*TASK REQUIREMENTS:* The full set of records below is to be reproduced without a single alteration.

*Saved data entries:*
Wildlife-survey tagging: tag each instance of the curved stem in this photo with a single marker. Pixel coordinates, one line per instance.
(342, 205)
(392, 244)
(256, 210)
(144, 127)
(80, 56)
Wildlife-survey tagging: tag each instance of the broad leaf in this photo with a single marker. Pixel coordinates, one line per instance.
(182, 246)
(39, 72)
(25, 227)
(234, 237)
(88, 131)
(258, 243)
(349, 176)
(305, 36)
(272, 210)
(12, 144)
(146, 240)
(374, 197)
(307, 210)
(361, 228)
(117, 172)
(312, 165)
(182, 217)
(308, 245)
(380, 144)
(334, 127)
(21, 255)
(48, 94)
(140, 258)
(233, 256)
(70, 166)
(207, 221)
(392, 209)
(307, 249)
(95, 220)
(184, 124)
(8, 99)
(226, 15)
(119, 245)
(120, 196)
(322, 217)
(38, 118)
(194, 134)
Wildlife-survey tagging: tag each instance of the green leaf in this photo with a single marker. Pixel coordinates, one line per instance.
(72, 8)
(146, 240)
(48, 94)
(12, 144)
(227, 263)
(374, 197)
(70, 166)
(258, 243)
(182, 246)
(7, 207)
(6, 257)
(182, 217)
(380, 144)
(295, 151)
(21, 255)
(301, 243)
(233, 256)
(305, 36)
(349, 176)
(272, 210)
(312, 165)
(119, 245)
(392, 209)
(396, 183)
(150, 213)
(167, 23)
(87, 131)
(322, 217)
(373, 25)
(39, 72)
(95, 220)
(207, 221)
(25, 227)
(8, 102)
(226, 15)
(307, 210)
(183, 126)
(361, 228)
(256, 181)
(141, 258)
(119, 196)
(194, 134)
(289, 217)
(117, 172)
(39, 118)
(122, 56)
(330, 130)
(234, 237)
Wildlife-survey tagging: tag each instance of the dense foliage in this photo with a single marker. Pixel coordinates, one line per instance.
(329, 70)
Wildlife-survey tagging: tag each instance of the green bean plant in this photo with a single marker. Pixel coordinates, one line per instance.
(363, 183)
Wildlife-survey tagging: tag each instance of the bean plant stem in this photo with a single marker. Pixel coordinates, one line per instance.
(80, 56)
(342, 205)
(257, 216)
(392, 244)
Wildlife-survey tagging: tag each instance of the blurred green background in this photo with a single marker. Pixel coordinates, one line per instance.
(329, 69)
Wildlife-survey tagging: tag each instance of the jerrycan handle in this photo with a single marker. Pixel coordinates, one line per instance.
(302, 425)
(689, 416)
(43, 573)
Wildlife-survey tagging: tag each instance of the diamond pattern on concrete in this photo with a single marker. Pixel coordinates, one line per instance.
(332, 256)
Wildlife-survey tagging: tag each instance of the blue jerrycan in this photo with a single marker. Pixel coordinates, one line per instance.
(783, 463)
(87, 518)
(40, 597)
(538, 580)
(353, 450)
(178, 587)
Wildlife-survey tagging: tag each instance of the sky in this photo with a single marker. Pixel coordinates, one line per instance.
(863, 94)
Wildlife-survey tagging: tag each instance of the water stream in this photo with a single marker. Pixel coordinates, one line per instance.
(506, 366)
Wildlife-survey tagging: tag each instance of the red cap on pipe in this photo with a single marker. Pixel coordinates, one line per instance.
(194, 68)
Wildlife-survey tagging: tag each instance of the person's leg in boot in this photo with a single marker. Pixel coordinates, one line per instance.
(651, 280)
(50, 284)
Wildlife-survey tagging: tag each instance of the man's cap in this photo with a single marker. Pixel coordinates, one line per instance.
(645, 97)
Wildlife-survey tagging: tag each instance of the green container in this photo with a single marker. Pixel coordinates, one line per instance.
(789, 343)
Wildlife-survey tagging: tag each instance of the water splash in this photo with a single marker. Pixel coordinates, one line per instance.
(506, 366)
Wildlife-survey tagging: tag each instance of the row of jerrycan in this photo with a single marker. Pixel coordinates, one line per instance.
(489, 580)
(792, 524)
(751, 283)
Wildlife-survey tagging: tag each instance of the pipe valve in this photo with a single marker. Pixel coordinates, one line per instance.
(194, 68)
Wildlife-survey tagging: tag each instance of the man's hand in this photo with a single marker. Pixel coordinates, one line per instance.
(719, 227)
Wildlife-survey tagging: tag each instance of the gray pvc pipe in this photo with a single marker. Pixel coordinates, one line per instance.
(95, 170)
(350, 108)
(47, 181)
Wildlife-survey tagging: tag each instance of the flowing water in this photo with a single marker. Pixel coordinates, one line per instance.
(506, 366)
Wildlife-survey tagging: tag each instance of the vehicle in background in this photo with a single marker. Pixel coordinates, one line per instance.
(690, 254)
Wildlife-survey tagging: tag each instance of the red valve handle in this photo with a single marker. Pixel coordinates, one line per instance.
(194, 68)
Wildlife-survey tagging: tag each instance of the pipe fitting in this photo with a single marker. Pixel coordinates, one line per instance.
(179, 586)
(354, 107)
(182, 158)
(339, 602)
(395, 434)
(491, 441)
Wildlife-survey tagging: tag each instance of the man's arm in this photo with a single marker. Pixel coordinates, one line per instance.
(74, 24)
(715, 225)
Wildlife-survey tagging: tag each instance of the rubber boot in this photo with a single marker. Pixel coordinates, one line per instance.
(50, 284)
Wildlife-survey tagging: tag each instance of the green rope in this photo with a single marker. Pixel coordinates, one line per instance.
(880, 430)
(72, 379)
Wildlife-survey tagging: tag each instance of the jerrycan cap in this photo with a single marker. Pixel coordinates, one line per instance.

*EXPECTED ANSWER:*
Wildlife-survey tagging: tag each instance of the curved stem in this photo with a single marker. Pixel coordinates, one line per instance.
(342, 205)
(392, 244)
(256, 210)
(144, 127)
(80, 56)
Wildlife-survey tagging: tag each instance of the broad leaf in this photo with a single marker. Pixel coordinates, one line per instance.
(182, 246)
(39, 72)
(25, 227)
(234, 237)
(88, 131)
(258, 243)
(349, 176)
(305, 36)
(272, 210)
(12, 144)
(146, 240)
(374, 197)
(307, 210)
(361, 228)
(117, 172)
(312, 165)
(182, 217)
(308, 245)
(380, 144)
(334, 127)
(21, 255)
(48, 94)
(140, 258)
(233, 256)
(70, 166)
(207, 221)
(392, 209)
(307, 249)
(95, 220)
(184, 124)
(8, 99)
(226, 15)
(119, 245)
(120, 196)
(322, 217)
(38, 118)
(194, 134)
Wildlife-survey tagging: tag each instance of the green leaf in this photo with a single marker. Pixel coordinates, one line per instance.
(72, 8)
(146, 240)
(48, 94)
(12, 144)
(227, 263)
(374, 197)
(70, 166)
(258, 243)
(182, 246)
(7, 207)
(6, 257)
(182, 217)
(380, 144)
(295, 151)
(21, 255)
(301, 243)
(233, 256)
(305, 36)
(349, 176)
(272, 210)
(312, 165)
(119, 245)
(392, 209)
(396, 183)
(150, 213)
(167, 23)
(87, 131)
(322, 217)
(373, 25)
(39, 72)
(95, 220)
(207, 221)
(25, 227)
(8, 102)
(226, 15)
(307, 210)
(183, 126)
(361, 228)
(256, 181)
(141, 258)
(119, 196)
(194, 134)
(289, 217)
(117, 172)
(39, 118)
(122, 56)
(330, 130)
(234, 237)
Wildlife-survey tagging: tag each instance of the dense foliage in this photo with a single marker. Pixel coordinates, one line per instance.
(329, 70)
Wildlife-survey tagging: tag each instance of the green bean plant in this photo with a single marker. Pixel coordinates, one line per instance.
(363, 183)
Wildlife-survey tagging: tag each instance of the bean plant stem in this photo with a single marker. Pixel coordinates, one line per instance.
(80, 56)
(342, 205)
(257, 216)
(392, 244)
Wildlife-survey tagging: tag each instance of the blurred green background in this photo with a single marker. Pixel coordinates, one line per instance.
(329, 69)
Wildlife-survey tagging: tag each instance of the jerrycan handle in this photo with a single marker. Pixel coordinates, one line per instance.
(302, 425)
(689, 416)
(43, 573)
Wildlife-survey tagging: tag each instance of the diamond pattern on concrete in this photo with a single marker. Pixel coordinates, one line per instance.
(332, 256)
Wildlife-survey tagging: tag each instance of the blue jerrycan in this photo with a single marker. Pixel coordinates, one line per instance.
(783, 463)
(87, 518)
(40, 597)
(538, 580)
(353, 450)
(178, 587)
Wildlife-survey tagging: tag each instance of the sky in this photo with a single marker. Pixel coordinates, one line per instance.
(863, 94)
Wildlife-survey tagging: tag each instance of the water stream in this photo with a single marker. Pixel coordinates, one line per instance.
(506, 366)
Wildlife-survey tagging: tag each instance of the red cap on pipe in this photo with a single marker. Pixel coordinates, one line per instance.
(194, 68)
Wildlife-survey tagging: tag each instance of the person's leg in boot in this photo with a single marker. Pixel coordinates, one line per instance.
(651, 280)
(50, 284)
Wildlife-survey tagging: tag each instance of the man's cap in this photo with a single marker. Pixel coordinates, one line per instance.
(645, 97)
Wildlife-survey tagging: tag each instance of the green container in this photo with a single marker. Pixel coordinates, one line per instance.
(789, 343)
Wildlife-survey tagging: tag each instance of the water splash in this photo with a single marker. Pixel coordinates, one line per instance.
(506, 366)
Wildlife-survey tagging: tag each instance of the row of jerrycan in this photo with a single marker. Pixel coordinates, one line per instance.
(489, 580)
(792, 524)
(751, 283)
Wildlife-survey tagging: tag each instance of the pipe valve in this photo with a single marker. Pixel coordinates, one line per instance.
(194, 68)
Wildlife-survey tagging: tag each instance of the man's hand in this photo with a single marker. Pixel coordinates, one line per instance.
(719, 227)
Wildlife-survey tagging: tag each instance of the gray pvc pipe in this photo with a single marker. Pixel coordinates, one line per instance.
(95, 170)
(350, 108)
(47, 181)
Wildlife-survey tagging: tag each instance of the flowing water in this photo with a single marker. Pixel coordinates, one line per instance.
(506, 366)
Wildlife-survey tagging: tag each instance of the vehicle in background in this photo with a single marker. Pixel coordinates, one line per instance.
(690, 254)
Wildlife-survey tagging: tag each instance of the red valve handle in this photo with a single marker. Pixel coordinates, one line per instance.
(194, 68)
Wildlife-survey tagging: tag each instance of the pipe fitting in this photo with a single marker. Pixel coordinates, one line per instance.
(179, 586)
(354, 107)
(182, 158)
(339, 602)
(395, 434)
(491, 441)
Wildlife-survey tagging: tag each instance of the man's arm in this photo with a single marker. Pixel coordinates, one line per instance.
(74, 24)
(715, 225)
Wildlife-survey tagging: tag each instance of the rubber boot in this photo with a single marker. Pixel coordinates, one line per instance.
(50, 284)
Wildlife-survey tagging: tag each instance of the green rope in this photo with a single marker. Pixel coordinates, one line per instance.
(880, 430)
(72, 379)
Wildlife-survey tagging: tag each instance of the jerrycan cap in this photo with a single marker. Pixel coordinates, one line per instance.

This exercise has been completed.